DIRECTIVES:
• A. In one to three sentences, explain why the passage on Adamnan's Cross suggests that its two carved crosses were made by different people.
• B. Go on with the passage on Adamnan's Cross, starting after its final sentence.

PASSAGE SHOWN:

────────────────────

Adamnan’s Cross, Camusvrachan, Glen Lyon, Perthshire

Standing Stone / Cross:  OS Grid Reference – NN 62537 47690

Also Known as:

  1. Eonan’s Cross

Getting Here

Adamnan’s Cross, Glen Lyon

Take the road from Fortingall into the Glen. About 4 miles down, past the farmhouse of Slatich, then Craigianie, watch carefully as you round the small bend in the road, where you’ll see a small standing stone on top of a rounded mound, right by the south side of the road, just over the fence. Go through the gate to enter the field less than 100 yards further on and walk back onto the hillock.

Archaeology & History

In this magnificent landscape down the longest of Scotland’s glens, standing atop of a knoll known as Tom a’ Mhoid, or “the moot hill” (Watson 1926), is this small standing stone about 4 feet tall which has long been ascribed as an important relic of the early christian period. They may be right – but it could as much be a more archaic monolith, onto which the carved crosses on either side of the stone were later etched, in the light of the myths of St. Adamnan whose name scatters this great glen and after the legend cited below was ascribed to him.

Close-up, showing large cross

The stone ‘cross’ stands atop of what at first sight seems a natural knoll; but all round it we find an excess of man-made remains and walling, all but constituting the hill itself. These are clearly visible on the aerial imagery of GoogleEarth. Antiquarian dogs here would be invaluable to ascertain the correct age and nature of the structures around this ‘cross’.

Faint cross near top of stone

Of the crosses carved onto the stone: the one on the southern face is a small faint one near the top of the upright; whilst the other is much larger and is easily visible, cutting right across the northern face of the monolith.  They are clearly of differing styles and would seem to have been carved by different people, perhaps a few centuries apart.  Curiously—as Marion Woolley pointed out—the smaller, fainter cross is carved above a ridge on the upright stone, mimicking the position of the stone on the knoll in its landscape setting.  Whether this is just a coincidence, or has been done on purpose, we might never know.

────────────────────

AVAILABLE DATA:
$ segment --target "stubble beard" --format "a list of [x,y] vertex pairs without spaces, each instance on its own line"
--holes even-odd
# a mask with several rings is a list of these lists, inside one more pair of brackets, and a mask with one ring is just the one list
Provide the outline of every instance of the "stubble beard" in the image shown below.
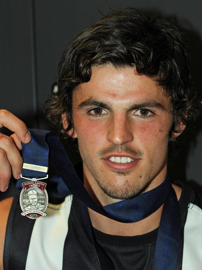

────────────────────

EXPECTED ANSWERS:
• A. The passage suggests the crosses were carved by different people, perhaps a few centuries apart, because they are clearly of differing styles. One is a small, faint cross near the top of the southern face. The other is much larger and cuts right across the northern face.

• B.
In Duncan Fraser’s (1969) excellent local history work, he names the stone here Eonan’s Cross and he too strongly suspects “the stone itself was probably erected at least a thousand years earlier” than the coming of the saint, making this a christianized standing stone – which it certainly looks like.  Mr Fraser said that,

“His cross stone, we can be fairly sure, was a Bronze Age standing stone long before it acquired its unusual cross.”

He may well be right…

Folklore

The mythic history of this cross-marked standing stone was told eloquently in one of Hilary Wheater’s (1981) fine short works. After giving a brief story of the tale of St. Adamnan, she went on to tell:

“A terrible plague swept through Scotland in the seventh century. It reached the Vale of Fortingall and so violent was its ravages that all the inhabitants were wiped out. Slowly the sickness began to infiltrate the Glen and in a panic the people of Glenlyon went to their preacher and beseeched him, “Eonan of the ruddy cheeks, rise and check the plague of thy people. Save us from the death and let it not come upon us east or west.”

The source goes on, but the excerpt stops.